* [Given task]: Locate every line in the data below that contains the string "carton", and copy each such line. Matching is case-sensitive.

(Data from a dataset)
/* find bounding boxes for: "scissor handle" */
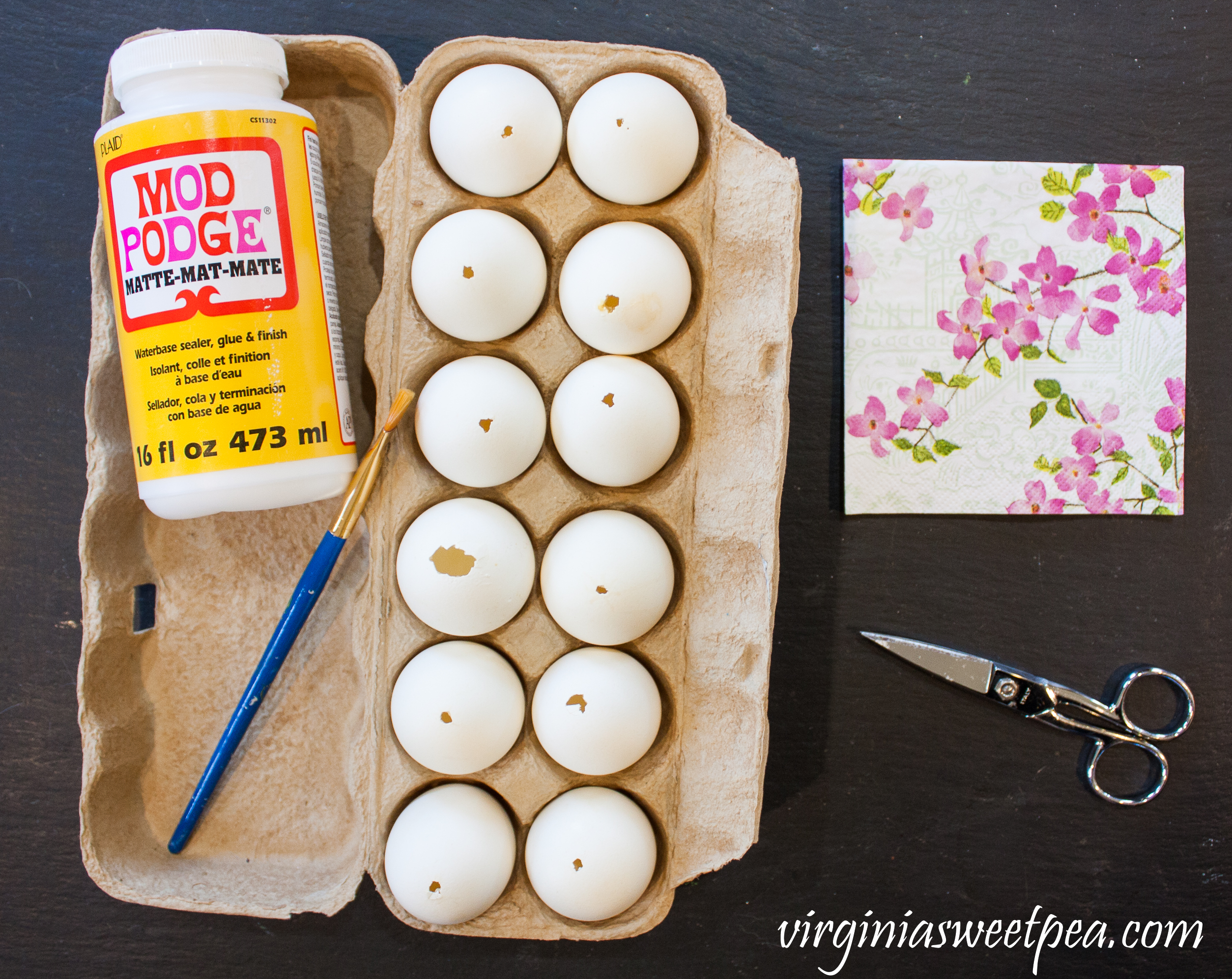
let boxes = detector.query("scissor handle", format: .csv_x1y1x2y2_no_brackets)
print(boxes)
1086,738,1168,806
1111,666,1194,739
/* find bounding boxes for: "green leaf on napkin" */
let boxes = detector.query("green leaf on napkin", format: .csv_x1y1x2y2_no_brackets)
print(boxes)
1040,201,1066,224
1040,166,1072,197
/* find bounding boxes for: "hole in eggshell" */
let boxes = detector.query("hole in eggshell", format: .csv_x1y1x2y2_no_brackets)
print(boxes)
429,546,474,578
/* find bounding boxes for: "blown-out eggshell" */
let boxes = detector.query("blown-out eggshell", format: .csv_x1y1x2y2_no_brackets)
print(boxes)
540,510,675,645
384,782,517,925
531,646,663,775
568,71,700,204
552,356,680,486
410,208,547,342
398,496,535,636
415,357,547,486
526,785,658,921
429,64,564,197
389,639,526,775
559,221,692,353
...
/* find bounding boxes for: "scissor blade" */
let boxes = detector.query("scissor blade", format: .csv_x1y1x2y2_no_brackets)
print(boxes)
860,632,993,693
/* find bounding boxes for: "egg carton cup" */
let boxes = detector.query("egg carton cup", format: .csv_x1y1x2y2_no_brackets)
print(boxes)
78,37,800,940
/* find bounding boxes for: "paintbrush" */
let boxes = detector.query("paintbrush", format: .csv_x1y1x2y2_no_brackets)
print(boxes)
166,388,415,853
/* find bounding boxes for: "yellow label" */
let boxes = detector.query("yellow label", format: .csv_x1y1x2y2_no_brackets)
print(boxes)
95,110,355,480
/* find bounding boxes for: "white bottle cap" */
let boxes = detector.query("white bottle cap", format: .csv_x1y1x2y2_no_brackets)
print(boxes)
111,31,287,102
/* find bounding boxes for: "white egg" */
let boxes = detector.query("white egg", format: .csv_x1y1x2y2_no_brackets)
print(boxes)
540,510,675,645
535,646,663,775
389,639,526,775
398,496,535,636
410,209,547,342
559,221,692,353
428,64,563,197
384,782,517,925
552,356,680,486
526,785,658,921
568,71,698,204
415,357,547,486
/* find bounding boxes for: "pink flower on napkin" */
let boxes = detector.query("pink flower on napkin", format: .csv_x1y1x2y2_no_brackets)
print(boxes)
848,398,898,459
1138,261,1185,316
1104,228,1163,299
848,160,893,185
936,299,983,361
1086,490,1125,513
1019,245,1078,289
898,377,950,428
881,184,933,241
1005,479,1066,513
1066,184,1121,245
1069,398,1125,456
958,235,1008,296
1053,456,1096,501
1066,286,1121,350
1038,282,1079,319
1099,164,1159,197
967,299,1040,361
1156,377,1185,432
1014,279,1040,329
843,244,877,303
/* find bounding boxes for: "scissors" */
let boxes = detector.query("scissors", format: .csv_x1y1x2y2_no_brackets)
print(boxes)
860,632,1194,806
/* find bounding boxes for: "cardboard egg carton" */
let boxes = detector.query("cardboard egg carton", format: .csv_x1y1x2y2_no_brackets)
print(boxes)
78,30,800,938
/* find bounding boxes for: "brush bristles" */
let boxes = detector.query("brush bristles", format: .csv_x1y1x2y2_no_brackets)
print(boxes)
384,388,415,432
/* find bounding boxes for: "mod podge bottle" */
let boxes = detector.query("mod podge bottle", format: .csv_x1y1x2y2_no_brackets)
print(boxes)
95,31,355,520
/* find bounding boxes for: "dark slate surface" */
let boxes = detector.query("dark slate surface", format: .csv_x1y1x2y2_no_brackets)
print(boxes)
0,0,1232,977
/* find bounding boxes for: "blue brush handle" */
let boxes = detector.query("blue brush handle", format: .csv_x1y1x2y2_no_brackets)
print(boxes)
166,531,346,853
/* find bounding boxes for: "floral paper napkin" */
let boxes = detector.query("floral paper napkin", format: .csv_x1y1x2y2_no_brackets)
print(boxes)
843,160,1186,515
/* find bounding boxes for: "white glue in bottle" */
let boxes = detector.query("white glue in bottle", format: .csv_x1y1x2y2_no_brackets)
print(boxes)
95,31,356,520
==
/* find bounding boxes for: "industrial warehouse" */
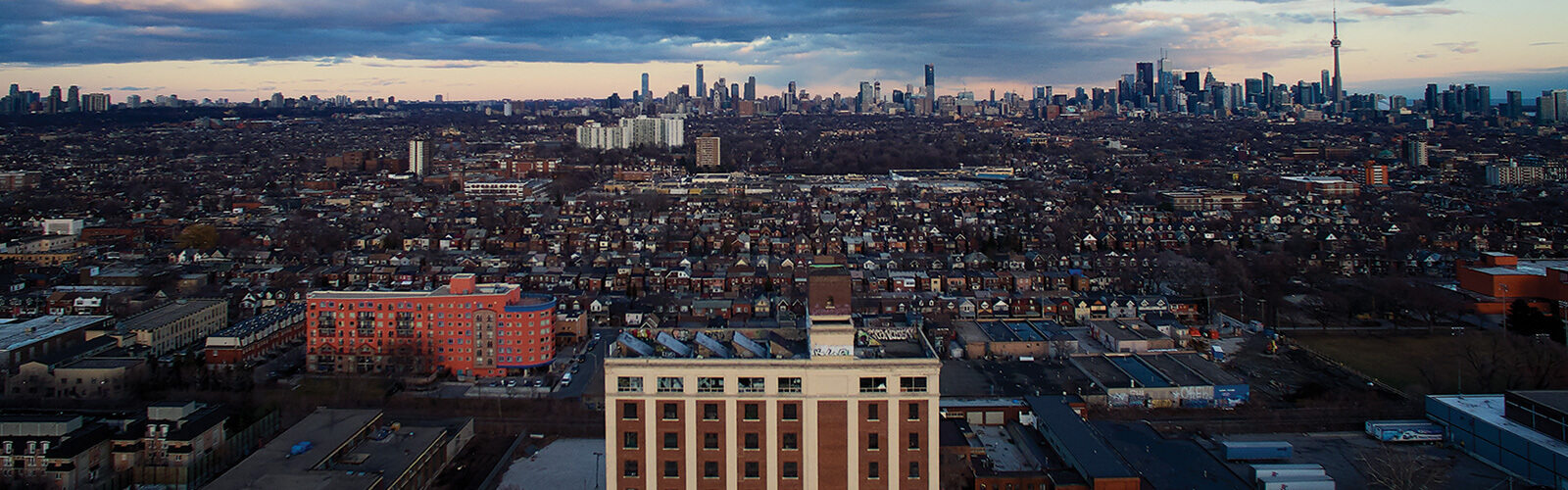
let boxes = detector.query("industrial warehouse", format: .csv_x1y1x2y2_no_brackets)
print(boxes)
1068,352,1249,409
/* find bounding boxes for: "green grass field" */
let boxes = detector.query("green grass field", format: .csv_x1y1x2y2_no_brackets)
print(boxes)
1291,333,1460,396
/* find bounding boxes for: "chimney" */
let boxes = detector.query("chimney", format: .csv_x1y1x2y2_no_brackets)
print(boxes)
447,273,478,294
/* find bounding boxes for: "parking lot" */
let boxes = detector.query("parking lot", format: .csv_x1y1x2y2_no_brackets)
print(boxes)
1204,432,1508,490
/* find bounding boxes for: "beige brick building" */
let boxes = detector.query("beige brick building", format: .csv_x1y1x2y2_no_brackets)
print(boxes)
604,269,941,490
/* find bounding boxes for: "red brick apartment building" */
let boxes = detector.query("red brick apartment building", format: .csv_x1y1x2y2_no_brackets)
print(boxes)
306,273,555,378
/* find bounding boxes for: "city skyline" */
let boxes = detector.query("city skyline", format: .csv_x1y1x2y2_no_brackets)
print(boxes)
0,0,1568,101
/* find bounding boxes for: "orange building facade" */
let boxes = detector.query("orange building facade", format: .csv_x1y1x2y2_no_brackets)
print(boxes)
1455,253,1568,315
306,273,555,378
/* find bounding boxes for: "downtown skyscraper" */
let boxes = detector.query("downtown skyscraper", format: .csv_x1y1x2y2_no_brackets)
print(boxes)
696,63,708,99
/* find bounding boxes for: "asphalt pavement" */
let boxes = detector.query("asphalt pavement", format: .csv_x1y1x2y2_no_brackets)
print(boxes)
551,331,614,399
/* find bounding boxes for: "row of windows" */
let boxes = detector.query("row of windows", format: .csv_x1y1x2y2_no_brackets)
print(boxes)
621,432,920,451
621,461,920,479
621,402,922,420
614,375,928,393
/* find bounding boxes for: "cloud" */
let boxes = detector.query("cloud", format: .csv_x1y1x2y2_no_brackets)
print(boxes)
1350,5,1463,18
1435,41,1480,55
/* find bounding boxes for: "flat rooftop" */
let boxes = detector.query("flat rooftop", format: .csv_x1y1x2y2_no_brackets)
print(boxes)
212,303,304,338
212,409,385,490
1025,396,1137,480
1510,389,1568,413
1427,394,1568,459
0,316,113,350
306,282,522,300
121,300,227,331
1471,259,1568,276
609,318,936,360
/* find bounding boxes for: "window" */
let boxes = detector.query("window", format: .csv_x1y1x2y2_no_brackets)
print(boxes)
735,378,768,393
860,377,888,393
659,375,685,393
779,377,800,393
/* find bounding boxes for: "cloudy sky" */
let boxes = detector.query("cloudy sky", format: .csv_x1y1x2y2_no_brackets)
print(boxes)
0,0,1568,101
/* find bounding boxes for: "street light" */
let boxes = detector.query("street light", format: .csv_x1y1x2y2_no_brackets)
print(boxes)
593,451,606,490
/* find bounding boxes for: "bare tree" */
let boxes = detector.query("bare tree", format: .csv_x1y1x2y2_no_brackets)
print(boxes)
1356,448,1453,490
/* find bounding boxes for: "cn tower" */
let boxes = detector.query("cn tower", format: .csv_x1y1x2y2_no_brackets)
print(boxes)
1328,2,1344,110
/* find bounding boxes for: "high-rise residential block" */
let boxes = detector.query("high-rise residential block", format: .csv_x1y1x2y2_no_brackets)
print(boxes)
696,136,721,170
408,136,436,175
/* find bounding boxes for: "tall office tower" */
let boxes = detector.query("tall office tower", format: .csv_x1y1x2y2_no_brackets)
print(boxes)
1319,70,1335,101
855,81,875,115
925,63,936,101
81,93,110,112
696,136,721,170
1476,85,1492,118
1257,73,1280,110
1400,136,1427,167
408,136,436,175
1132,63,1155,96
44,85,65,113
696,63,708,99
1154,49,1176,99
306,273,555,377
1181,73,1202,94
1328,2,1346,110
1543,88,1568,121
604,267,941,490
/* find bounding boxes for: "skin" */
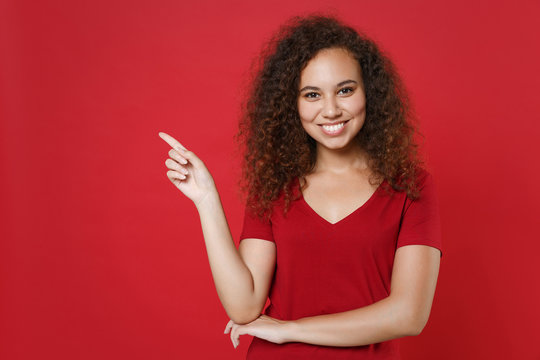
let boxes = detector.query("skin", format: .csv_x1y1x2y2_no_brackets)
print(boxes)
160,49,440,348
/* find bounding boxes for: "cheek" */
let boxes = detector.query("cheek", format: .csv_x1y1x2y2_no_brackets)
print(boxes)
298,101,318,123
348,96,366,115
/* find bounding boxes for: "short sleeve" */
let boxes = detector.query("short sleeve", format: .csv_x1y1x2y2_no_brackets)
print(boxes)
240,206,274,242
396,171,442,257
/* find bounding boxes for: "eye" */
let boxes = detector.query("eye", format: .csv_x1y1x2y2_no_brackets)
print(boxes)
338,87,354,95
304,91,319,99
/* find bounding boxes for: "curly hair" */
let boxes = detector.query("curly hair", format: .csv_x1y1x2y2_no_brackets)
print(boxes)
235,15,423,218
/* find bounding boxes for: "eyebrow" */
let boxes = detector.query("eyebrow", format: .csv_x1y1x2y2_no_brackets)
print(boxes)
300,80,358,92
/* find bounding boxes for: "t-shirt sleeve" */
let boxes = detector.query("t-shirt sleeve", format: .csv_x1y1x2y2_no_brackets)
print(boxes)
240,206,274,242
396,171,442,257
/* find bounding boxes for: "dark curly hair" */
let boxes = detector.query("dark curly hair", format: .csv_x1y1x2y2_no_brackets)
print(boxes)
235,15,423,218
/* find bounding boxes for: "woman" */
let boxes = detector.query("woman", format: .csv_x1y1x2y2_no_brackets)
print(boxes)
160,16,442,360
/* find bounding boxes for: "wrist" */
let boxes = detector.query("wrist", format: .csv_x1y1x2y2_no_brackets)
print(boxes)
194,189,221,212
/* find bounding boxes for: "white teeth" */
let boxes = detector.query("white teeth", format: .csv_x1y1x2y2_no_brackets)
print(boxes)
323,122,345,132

* [Reply]:
/* find bounding boxes for: "egg carton cup" */
let boxes = detector.query("egg carton cup", format: .csv_x1y1x2y2_no_brackets)
/* find bounding boxes for: "cardboard egg carton" */
let boxes = detector.query("cardboard egg carton", format: .csv_x1y1x2y2_no_brackets)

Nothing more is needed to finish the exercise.